Сохранённые записи

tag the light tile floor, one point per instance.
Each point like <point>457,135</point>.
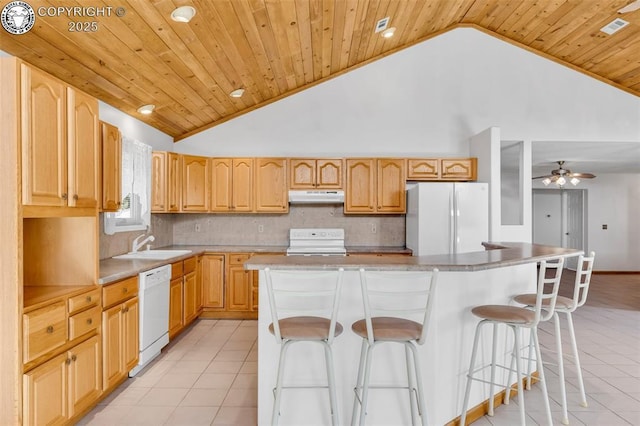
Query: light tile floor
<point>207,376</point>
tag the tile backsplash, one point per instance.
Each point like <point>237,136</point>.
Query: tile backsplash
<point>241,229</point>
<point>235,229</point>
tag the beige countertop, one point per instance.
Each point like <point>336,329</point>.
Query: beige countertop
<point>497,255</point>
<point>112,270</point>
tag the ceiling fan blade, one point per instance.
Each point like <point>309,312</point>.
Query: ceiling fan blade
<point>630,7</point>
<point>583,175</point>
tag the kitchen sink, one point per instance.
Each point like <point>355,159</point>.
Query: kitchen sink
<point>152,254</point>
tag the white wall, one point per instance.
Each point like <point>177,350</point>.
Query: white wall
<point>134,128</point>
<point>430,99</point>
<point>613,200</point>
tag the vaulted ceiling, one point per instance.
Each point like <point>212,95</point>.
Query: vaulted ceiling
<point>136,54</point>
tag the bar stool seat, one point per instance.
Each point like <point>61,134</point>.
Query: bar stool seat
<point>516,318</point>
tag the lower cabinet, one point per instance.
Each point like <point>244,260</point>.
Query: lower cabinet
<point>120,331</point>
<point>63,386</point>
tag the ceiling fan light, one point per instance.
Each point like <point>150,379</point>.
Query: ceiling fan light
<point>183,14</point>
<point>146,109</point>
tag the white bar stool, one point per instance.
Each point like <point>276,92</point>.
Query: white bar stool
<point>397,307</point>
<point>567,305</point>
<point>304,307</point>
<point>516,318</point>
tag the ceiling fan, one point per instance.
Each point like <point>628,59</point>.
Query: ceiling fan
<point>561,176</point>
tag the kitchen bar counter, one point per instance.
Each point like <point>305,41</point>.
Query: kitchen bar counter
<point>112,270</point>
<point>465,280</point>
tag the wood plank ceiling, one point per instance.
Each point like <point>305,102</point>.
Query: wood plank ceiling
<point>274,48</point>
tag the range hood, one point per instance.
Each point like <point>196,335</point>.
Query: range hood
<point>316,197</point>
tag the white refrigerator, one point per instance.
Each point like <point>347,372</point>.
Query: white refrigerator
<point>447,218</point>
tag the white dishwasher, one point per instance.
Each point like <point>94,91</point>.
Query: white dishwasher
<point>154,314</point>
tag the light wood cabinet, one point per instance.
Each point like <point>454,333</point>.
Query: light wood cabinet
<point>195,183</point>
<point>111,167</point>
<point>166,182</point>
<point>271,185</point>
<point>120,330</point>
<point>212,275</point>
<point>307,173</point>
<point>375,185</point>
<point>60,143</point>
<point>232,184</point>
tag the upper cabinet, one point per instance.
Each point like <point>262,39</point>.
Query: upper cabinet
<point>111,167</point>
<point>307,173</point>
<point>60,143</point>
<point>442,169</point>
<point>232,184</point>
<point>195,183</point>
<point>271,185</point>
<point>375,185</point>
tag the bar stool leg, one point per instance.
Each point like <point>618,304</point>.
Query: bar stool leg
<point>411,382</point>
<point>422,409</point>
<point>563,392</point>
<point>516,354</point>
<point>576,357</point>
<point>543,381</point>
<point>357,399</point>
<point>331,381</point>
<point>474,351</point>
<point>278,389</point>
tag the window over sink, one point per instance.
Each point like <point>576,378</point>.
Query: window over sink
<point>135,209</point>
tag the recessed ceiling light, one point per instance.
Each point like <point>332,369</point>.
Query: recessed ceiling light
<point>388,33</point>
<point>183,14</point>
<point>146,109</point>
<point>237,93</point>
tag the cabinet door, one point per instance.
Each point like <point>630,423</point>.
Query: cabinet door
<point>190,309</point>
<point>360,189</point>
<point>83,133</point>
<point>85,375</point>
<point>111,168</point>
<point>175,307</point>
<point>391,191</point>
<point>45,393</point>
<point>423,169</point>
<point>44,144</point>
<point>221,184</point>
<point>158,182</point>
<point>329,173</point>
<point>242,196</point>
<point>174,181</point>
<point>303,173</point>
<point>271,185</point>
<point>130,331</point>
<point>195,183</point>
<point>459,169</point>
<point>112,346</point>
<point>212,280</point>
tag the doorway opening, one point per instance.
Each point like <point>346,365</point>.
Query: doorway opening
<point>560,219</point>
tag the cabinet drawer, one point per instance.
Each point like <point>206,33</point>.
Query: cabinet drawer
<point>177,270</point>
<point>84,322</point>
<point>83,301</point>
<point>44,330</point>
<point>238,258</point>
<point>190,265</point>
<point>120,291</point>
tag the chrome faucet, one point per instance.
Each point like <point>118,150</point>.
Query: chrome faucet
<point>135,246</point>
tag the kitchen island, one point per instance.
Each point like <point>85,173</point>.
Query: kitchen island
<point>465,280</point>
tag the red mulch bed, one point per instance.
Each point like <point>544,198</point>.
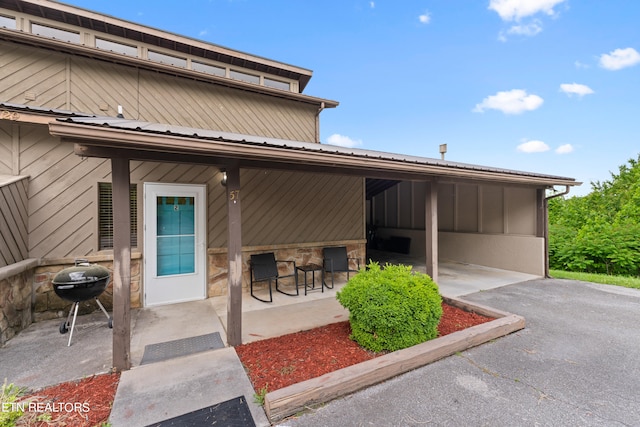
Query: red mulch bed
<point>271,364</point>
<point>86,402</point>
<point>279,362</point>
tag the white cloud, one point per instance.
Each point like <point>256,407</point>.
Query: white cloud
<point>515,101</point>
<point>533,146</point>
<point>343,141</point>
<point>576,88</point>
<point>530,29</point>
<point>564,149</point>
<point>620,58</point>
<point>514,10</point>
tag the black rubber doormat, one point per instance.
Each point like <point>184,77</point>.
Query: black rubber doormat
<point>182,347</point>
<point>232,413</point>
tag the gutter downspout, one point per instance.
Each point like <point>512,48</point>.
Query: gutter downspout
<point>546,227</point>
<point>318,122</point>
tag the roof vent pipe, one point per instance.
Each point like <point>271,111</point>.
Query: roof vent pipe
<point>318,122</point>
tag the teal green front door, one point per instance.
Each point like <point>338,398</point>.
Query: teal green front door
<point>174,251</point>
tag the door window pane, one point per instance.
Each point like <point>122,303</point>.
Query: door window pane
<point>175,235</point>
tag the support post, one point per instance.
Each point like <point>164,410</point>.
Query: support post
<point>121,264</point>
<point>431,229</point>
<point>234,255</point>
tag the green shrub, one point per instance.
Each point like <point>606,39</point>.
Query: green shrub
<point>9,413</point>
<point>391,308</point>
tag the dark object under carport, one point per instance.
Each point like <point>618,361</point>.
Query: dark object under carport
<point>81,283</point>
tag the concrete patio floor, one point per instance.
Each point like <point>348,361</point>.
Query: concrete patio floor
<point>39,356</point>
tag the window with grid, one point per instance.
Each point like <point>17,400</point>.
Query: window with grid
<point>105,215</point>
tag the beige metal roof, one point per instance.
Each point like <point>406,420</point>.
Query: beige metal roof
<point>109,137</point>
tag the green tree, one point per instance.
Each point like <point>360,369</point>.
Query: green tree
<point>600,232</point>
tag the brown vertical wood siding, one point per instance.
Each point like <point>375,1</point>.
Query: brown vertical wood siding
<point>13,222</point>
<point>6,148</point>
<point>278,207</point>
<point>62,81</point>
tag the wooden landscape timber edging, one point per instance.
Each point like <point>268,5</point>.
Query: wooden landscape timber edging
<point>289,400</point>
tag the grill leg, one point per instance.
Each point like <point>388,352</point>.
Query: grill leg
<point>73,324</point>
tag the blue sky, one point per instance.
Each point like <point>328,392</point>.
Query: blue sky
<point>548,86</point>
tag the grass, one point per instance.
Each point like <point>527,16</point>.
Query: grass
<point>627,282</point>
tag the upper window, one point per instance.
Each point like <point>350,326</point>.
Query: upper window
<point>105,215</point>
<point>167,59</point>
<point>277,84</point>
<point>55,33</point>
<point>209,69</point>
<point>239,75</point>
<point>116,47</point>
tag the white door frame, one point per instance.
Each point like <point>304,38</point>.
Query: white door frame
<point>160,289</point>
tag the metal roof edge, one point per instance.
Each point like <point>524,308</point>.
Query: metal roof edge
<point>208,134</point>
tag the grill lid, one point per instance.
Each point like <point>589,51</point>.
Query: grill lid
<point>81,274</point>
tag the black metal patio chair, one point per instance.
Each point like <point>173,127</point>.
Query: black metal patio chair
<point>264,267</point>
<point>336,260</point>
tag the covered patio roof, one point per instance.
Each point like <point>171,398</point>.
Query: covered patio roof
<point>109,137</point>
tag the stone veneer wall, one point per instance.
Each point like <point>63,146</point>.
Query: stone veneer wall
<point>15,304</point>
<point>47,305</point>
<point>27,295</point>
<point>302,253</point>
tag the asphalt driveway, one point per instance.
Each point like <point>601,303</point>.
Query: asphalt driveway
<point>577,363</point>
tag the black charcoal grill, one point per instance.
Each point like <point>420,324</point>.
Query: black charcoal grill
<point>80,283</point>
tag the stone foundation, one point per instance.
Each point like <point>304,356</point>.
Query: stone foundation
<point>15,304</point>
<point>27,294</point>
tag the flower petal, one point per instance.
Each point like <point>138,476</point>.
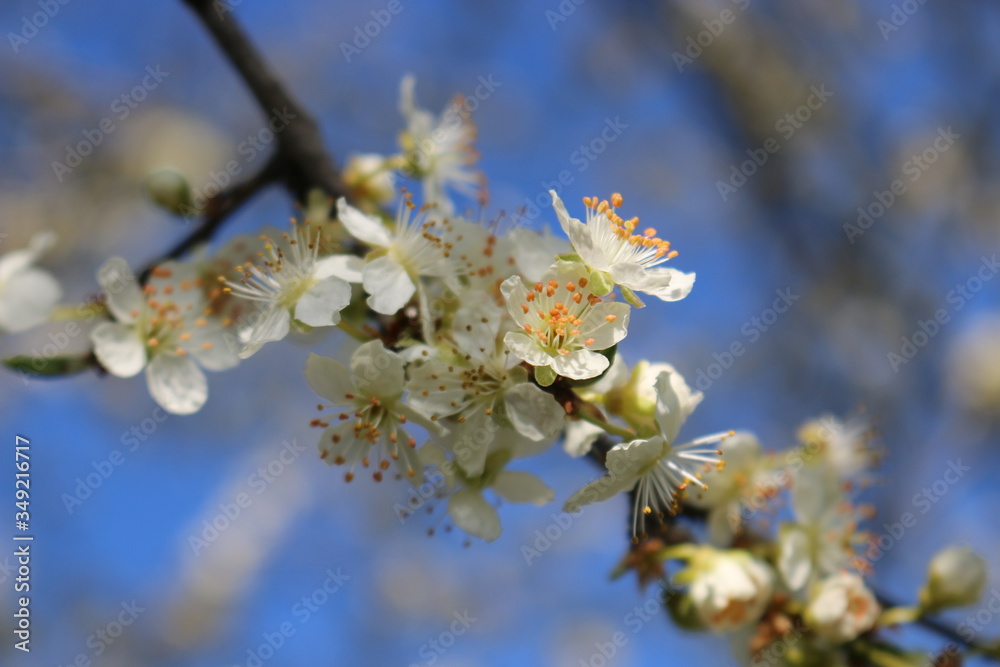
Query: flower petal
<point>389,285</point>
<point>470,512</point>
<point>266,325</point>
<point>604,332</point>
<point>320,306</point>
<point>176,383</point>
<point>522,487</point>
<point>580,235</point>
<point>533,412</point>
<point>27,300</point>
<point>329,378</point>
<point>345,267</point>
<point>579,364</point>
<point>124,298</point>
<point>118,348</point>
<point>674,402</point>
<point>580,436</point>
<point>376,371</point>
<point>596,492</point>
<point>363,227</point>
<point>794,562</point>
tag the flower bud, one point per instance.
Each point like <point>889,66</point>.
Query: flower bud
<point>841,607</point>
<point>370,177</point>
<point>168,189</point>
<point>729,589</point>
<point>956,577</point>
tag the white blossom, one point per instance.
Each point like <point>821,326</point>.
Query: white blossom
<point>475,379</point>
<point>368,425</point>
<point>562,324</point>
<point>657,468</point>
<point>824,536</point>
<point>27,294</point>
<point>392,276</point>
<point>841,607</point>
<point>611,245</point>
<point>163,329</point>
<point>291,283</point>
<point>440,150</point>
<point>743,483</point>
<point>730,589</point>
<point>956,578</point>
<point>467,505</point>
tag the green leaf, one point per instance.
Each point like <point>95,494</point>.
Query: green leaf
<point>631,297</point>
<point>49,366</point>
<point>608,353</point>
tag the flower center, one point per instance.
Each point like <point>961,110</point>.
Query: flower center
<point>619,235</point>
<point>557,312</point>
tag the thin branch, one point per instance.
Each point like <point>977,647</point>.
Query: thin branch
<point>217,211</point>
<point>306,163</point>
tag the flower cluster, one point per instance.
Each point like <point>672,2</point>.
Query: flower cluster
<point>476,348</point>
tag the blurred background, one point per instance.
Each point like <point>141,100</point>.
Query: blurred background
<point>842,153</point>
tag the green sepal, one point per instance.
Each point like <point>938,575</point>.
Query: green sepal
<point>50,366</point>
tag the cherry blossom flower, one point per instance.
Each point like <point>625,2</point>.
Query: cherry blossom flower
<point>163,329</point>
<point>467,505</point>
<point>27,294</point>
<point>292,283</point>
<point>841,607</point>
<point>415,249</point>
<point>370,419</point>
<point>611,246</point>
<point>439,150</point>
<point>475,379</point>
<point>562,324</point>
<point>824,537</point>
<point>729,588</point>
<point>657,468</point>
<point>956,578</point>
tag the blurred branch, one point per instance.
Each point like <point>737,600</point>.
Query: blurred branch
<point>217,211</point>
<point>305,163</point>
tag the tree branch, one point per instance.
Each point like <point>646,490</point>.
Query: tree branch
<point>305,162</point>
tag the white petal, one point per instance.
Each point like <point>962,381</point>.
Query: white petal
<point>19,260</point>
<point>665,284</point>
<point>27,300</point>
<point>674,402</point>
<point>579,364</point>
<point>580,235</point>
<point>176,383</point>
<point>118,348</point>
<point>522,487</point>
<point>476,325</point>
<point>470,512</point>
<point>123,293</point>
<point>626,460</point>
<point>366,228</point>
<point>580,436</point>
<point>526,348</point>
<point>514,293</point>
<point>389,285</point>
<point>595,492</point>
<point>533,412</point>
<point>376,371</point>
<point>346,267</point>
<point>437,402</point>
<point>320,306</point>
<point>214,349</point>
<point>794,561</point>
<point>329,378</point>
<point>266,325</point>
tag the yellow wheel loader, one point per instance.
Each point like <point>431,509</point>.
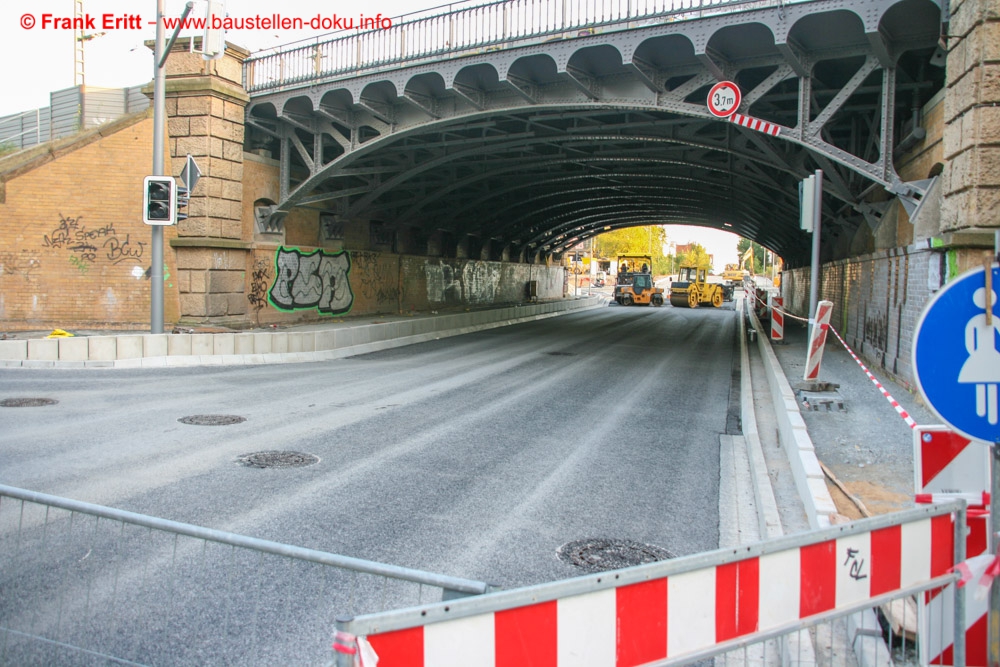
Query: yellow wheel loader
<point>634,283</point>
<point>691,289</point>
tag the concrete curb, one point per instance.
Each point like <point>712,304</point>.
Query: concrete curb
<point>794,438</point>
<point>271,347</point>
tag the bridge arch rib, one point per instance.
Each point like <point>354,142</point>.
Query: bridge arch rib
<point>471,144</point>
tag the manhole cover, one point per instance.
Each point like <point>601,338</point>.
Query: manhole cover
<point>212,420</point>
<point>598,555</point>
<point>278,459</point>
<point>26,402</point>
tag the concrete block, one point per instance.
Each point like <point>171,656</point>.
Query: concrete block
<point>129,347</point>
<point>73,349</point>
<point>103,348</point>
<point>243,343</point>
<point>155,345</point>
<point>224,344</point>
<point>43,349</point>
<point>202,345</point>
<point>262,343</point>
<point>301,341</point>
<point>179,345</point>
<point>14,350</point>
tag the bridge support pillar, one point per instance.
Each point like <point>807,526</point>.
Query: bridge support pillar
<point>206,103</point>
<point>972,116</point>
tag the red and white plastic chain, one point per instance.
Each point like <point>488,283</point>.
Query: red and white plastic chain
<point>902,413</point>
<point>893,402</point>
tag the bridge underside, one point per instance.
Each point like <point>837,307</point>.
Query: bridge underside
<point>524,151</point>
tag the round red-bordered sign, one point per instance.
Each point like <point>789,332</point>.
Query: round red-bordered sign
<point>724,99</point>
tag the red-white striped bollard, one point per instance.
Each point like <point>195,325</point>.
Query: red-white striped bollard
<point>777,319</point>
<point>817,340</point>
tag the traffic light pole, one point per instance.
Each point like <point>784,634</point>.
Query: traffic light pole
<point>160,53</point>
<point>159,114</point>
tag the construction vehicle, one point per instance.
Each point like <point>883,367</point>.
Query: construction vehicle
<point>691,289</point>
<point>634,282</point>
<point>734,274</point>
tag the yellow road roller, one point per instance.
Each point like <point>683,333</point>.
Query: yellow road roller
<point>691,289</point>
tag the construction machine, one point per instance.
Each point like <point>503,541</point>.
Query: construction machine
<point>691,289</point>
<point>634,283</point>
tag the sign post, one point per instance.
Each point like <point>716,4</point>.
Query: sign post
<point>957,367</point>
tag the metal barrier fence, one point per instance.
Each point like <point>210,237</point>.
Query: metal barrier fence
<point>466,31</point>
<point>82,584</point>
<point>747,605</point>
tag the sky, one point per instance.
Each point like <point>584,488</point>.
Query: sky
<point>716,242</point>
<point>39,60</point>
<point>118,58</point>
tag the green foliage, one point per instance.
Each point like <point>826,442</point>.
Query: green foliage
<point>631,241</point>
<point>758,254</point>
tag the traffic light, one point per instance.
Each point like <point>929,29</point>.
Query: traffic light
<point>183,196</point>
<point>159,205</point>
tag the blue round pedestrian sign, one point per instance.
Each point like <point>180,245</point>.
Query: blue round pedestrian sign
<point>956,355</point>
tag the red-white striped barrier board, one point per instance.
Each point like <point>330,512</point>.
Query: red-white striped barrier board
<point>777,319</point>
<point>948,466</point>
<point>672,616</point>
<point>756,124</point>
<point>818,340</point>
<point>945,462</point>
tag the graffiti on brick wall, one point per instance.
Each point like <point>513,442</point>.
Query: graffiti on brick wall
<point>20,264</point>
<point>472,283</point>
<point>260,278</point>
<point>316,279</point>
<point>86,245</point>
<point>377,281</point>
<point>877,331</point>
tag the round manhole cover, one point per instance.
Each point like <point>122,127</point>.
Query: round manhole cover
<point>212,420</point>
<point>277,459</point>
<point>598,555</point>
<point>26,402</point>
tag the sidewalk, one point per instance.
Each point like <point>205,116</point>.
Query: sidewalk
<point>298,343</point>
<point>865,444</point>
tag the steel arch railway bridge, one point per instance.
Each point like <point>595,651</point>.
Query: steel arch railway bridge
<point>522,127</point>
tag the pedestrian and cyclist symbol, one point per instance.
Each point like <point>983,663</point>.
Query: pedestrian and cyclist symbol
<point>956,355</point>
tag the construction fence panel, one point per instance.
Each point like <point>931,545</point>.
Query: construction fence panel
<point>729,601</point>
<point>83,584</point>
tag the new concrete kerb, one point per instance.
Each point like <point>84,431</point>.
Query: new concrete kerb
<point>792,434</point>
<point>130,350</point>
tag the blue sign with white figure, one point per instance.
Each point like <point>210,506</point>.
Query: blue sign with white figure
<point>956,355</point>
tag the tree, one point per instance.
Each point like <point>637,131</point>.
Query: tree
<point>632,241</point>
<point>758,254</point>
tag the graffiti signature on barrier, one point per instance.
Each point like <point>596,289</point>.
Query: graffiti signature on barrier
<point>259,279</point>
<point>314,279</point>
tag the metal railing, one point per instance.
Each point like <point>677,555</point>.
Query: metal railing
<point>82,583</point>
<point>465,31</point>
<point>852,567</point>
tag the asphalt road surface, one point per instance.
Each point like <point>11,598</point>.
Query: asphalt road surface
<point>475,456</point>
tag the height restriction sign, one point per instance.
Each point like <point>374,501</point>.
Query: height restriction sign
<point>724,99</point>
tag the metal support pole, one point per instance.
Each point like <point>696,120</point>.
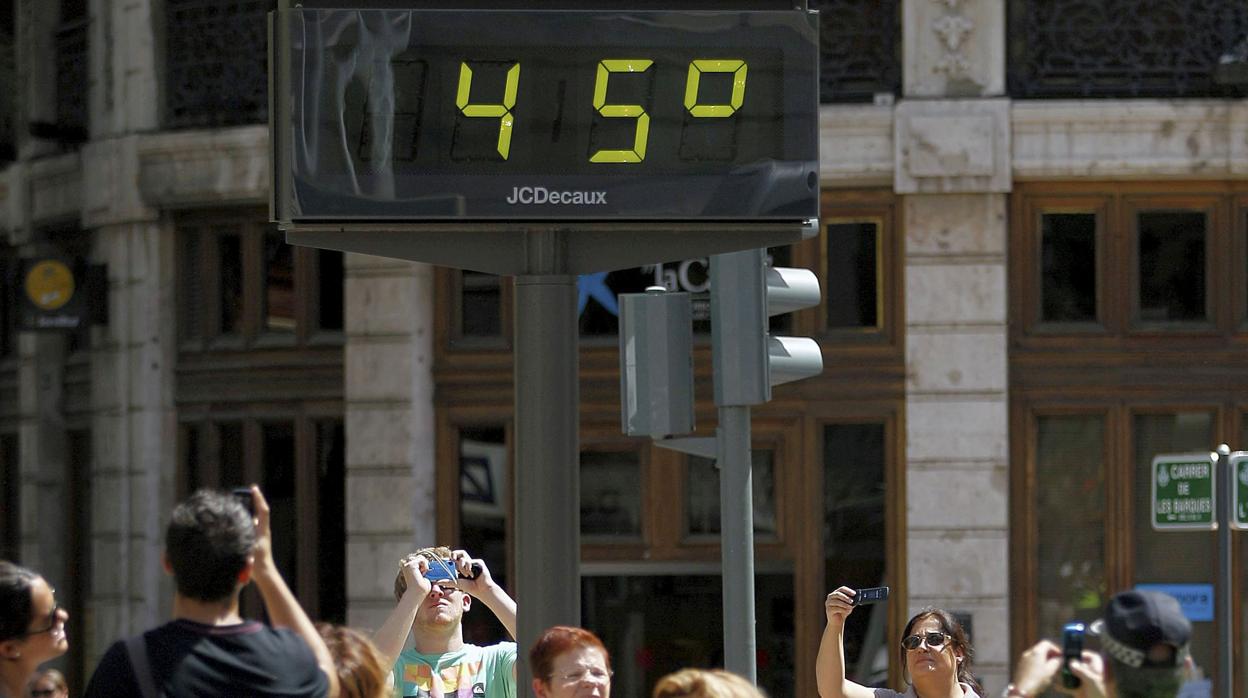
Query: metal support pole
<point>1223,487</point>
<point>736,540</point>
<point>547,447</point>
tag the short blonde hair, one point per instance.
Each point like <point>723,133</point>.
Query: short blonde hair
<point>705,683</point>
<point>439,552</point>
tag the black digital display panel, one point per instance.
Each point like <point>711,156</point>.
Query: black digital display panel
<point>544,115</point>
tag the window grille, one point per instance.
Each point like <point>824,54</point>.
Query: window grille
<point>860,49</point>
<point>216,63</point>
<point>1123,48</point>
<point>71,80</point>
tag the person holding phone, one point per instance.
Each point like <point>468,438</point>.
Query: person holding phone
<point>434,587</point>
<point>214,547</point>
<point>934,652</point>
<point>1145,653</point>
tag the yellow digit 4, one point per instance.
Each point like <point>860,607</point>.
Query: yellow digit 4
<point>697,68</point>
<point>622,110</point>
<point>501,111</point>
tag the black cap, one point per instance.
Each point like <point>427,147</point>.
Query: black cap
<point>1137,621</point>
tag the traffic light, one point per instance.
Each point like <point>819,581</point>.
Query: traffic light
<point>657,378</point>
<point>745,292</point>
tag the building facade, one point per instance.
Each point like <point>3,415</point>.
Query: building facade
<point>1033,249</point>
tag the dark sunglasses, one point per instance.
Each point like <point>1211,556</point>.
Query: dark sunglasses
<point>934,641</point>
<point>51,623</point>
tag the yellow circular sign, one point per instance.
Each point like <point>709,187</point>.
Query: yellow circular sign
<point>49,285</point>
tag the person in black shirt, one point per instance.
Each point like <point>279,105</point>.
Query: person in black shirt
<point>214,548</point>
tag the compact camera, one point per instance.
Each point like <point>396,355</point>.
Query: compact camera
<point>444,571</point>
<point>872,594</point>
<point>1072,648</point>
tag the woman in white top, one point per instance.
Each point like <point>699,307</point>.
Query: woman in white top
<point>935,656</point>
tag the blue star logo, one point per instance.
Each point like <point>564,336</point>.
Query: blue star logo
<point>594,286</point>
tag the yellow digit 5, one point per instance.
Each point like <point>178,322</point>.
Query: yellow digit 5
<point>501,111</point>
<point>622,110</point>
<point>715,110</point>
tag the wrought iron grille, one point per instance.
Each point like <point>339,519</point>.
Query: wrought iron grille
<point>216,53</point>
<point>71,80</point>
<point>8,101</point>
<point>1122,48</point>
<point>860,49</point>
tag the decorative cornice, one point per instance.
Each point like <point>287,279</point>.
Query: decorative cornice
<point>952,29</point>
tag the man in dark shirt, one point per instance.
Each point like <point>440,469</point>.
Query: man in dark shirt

**Задание**
Преобразуйте в таблицу Markdown со столбцами «Номер» и «Строка» фрагмент листинга, начиная со строки, где есть "tag the black digital", и заканчивая строкой, где есть "<point>1145,653</point>", включая обе. В таблицу войдут только эти строки, пустые строки пропустите.

**Ответ**
| Номер | Строка |
|---|---|
| 1 | tag the black digital display panel, one point per instance. |
| 2 | Each point like <point>711,156</point>. |
| 3 | Query: black digital display panel |
| 4 | <point>544,115</point> |
| 5 | tag the window grille, one point per instance. |
| 6 | Each point like <point>824,54</point>. |
| 7 | Query: window grille |
| 8 | <point>860,49</point> |
| 9 | <point>216,63</point> |
| 10 | <point>1123,48</point> |
| 11 | <point>71,80</point> |
| 12 | tag the person holding phone, one point per instance. |
| 13 | Each point like <point>468,438</point>. |
| 14 | Query: person holding phone |
| 15 | <point>434,587</point> |
| 16 | <point>214,547</point> |
| 17 | <point>934,652</point> |
| 18 | <point>1145,653</point> |